**Short exercise:**
Collect every line in the data below that contains the word "instance", copying each one in full.

**Material provided:**

┏━━

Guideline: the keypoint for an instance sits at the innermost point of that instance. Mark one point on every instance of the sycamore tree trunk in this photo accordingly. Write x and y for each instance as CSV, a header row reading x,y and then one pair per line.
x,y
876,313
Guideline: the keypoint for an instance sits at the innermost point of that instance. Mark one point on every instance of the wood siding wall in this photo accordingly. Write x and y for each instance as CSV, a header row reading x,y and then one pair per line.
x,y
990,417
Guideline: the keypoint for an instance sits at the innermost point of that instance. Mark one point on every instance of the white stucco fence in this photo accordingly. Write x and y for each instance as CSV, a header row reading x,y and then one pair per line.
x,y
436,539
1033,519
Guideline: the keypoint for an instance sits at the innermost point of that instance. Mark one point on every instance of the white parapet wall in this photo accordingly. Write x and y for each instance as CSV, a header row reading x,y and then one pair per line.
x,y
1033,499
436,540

┗━━
┏━━

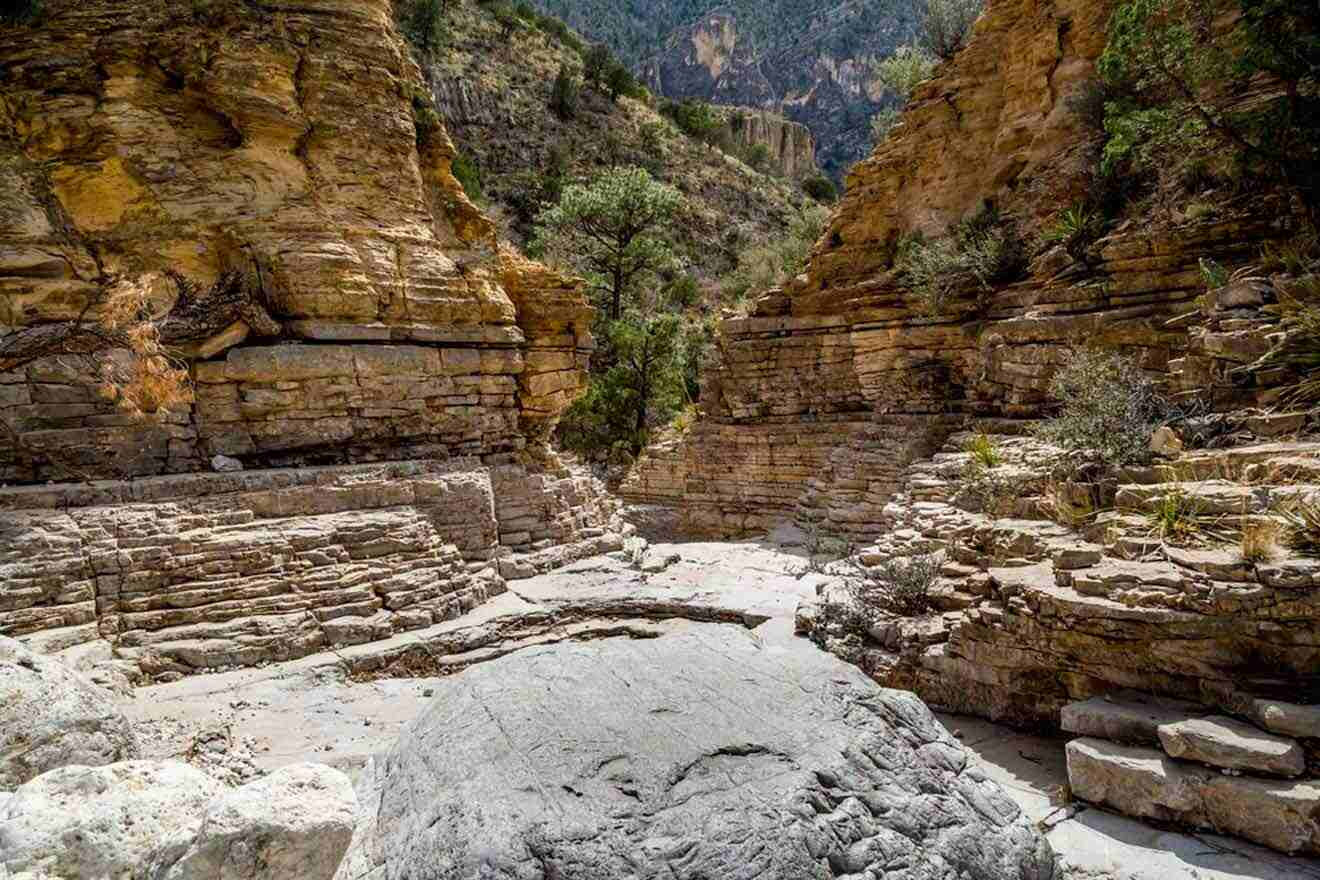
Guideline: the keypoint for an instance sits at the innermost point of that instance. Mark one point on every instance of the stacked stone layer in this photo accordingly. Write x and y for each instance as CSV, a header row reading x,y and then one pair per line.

┗━━

**Solution to this task:**
Guideline: the keypoint for an instance sits at the innermost point of that instance. Mark one point on every instance of the sycamore tree trunk in this photo accordingly. Write x and y for each instance as CSV, a header row reading x,y and then one pair per line.
Guideline: the keypoint for an instance sits at the innermost point of that instance. Mark one point on every instance of the wood siding wall in this photo accordingly. Write x and y for each instance as CSV, a header row reading x,y and then one pair per line.
Guideline: the keypoint for an instance sits at the innermost point of that instance. Mark one point on every instance of the white stucco fence in this photo accordingly. Write x and y for each instance as CSV, a header row reading x,y and then one pair per line.
Guideline: the keypoint for an instance sits at the innermost point of that instance. Mark one point on every instance of the white parapet wall in this photo accordingly. Write x and y for each instance as CSV, a header row reading x,y and then one pair per line.
Guideline: the keypoint for an instance sits at the innermost point of that instance. Mark one point on every instance of the stacked stone layer in this photo accordingly. Write x and y for each instance as CSV, a header row reading x,y and then one pair per line.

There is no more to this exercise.